Records excerpted from a collection:
○ ○ ○

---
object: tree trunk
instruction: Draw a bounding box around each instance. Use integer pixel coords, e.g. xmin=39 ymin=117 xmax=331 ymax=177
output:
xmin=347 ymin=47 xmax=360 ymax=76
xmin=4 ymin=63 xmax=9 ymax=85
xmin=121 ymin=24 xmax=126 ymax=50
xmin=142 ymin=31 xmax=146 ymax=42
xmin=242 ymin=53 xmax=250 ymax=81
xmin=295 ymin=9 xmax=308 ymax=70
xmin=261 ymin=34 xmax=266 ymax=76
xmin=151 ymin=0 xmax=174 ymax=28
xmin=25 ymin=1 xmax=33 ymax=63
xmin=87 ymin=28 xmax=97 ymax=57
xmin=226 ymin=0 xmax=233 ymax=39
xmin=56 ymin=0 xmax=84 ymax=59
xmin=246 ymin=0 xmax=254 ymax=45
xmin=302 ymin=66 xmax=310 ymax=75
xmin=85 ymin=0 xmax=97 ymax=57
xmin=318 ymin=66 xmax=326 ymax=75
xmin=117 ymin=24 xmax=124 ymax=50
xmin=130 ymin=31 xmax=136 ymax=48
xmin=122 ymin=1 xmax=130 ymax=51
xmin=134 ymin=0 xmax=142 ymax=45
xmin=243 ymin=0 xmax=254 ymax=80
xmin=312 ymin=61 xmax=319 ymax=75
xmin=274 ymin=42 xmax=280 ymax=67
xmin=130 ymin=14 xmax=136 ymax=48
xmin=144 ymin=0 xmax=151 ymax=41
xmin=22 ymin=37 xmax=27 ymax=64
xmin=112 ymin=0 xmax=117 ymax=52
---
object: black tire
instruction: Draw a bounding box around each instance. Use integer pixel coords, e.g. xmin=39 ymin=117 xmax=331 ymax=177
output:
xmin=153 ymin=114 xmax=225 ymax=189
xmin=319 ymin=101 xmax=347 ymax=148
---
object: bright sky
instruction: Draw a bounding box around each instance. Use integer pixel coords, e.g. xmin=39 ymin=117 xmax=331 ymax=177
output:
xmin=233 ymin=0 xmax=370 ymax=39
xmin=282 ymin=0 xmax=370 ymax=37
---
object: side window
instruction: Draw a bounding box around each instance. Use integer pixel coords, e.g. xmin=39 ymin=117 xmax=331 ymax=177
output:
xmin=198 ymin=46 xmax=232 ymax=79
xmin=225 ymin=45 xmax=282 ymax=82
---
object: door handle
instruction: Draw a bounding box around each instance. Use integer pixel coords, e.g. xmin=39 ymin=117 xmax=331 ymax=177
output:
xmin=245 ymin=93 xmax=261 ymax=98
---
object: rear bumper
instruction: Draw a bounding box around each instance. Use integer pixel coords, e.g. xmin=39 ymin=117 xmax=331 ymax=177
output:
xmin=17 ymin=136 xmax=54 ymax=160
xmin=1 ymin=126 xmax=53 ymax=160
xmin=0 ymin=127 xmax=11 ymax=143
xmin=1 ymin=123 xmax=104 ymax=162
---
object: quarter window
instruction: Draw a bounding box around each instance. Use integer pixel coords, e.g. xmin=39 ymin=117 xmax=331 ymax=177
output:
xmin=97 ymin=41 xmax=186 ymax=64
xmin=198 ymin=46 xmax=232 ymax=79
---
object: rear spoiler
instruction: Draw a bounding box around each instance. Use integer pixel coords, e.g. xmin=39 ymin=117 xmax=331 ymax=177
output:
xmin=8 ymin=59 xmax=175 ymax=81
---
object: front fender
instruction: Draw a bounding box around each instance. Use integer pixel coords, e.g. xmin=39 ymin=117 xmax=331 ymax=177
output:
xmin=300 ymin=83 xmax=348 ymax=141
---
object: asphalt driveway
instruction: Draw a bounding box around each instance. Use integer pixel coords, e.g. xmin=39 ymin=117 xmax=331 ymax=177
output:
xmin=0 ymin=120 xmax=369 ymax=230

○ ○ ○

What you are asked to do: Print all of the records, leaving each one exactly as it appears above.

Answer to the problem:
---
object: tree trunk
instruction: Draw a bounding box around each instance. Use integer pixel coords, e.g. xmin=39 ymin=117 xmax=331 ymax=177
output:
xmin=347 ymin=47 xmax=360 ymax=76
xmin=4 ymin=63 xmax=9 ymax=85
xmin=121 ymin=24 xmax=126 ymax=50
xmin=142 ymin=31 xmax=146 ymax=42
xmin=242 ymin=53 xmax=250 ymax=81
xmin=295 ymin=9 xmax=308 ymax=70
xmin=261 ymin=34 xmax=266 ymax=76
xmin=151 ymin=0 xmax=174 ymax=28
xmin=25 ymin=1 xmax=33 ymax=63
xmin=87 ymin=28 xmax=97 ymax=57
xmin=226 ymin=0 xmax=233 ymax=39
xmin=56 ymin=0 xmax=84 ymax=59
xmin=246 ymin=0 xmax=254 ymax=45
xmin=302 ymin=66 xmax=310 ymax=75
xmin=85 ymin=0 xmax=97 ymax=57
xmin=318 ymin=66 xmax=326 ymax=75
xmin=117 ymin=24 xmax=124 ymax=50
xmin=130 ymin=31 xmax=136 ymax=48
xmin=122 ymin=1 xmax=130 ymax=51
xmin=134 ymin=0 xmax=142 ymax=45
xmin=243 ymin=0 xmax=254 ymax=80
xmin=312 ymin=61 xmax=319 ymax=75
xmin=274 ymin=42 xmax=280 ymax=67
xmin=130 ymin=14 xmax=136 ymax=48
xmin=144 ymin=0 xmax=151 ymax=41
xmin=22 ymin=37 xmax=27 ymax=64
xmin=112 ymin=0 xmax=117 ymax=52
---
object: black tire
instruction: Draw a bounding box around each instance. Use integer pixel coords, e.g. xmin=39 ymin=117 xmax=331 ymax=177
output:
xmin=153 ymin=114 xmax=225 ymax=189
xmin=319 ymin=101 xmax=347 ymax=148
---
object: bright sky
instruction: Draw a bounding box around each instance. Use integer pixel coords, e.g. xmin=39 ymin=117 xmax=331 ymax=177
output:
xmin=233 ymin=0 xmax=370 ymax=39
xmin=282 ymin=0 xmax=370 ymax=37
---
object: side window
instruction: Draw a bounding box around each instance. Use integer pixel coords, e.g. xmin=39 ymin=117 xmax=331 ymax=177
output:
xmin=198 ymin=46 xmax=232 ymax=79
xmin=225 ymin=45 xmax=282 ymax=82
---
object: door handle
instruction: Draw a bounding box around each instance. Use integer pixel coords, e.g. xmin=39 ymin=117 xmax=331 ymax=177
output:
xmin=245 ymin=93 xmax=261 ymax=98
---
object: rear bumper
instruction: Draw a bounding box around each instance. Use integer pixel coords, e.g. xmin=39 ymin=117 xmax=331 ymax=177
output:
xmin=17 ymin=136 xmax=54 ymax=160
xmin=1 ymin=126 xmax=53 ymax=160
xmin=0 ymin=127 xmax=11 ymax=143
xmin=1 ymin=123 xmax=104 ymax=162
---
object: quarter window
instruction: Draw a bounding box around each instance. Use integer pixel coords, e.g. xmin=39 ymin=117 xmax=331 ymax=177
output:
xmin=97 ymin=41 xmax=186 ymax=64
xmin=198 ymin=46 xmax=232 ymax=79
---
object: rear spoiler
instruction: Draw a bounding box around each instance. Use integer pixel coords, e.g. xmin=39 ymin=117 xmax=331 ymax=177
output:
xmin=8 ymin=59 xmax=175 ymax=81
---
object: front fender
instruction: Draw a bounding box around each instance. Use integer pixel coords, e.g. xmin=39 ymin=117 xmax=331 ymax=177
output:
xmin=300 ymin=83 xmax=348 ymax=141
---
object: asphalt driveway
instruction: Draw a bounding box around each instance. Use integer pixel coords, e.g. xmin=39 ymin=117 xmax=331 ymax=177
output:
xmin=0 ymin=120 xmax=369 ymax=230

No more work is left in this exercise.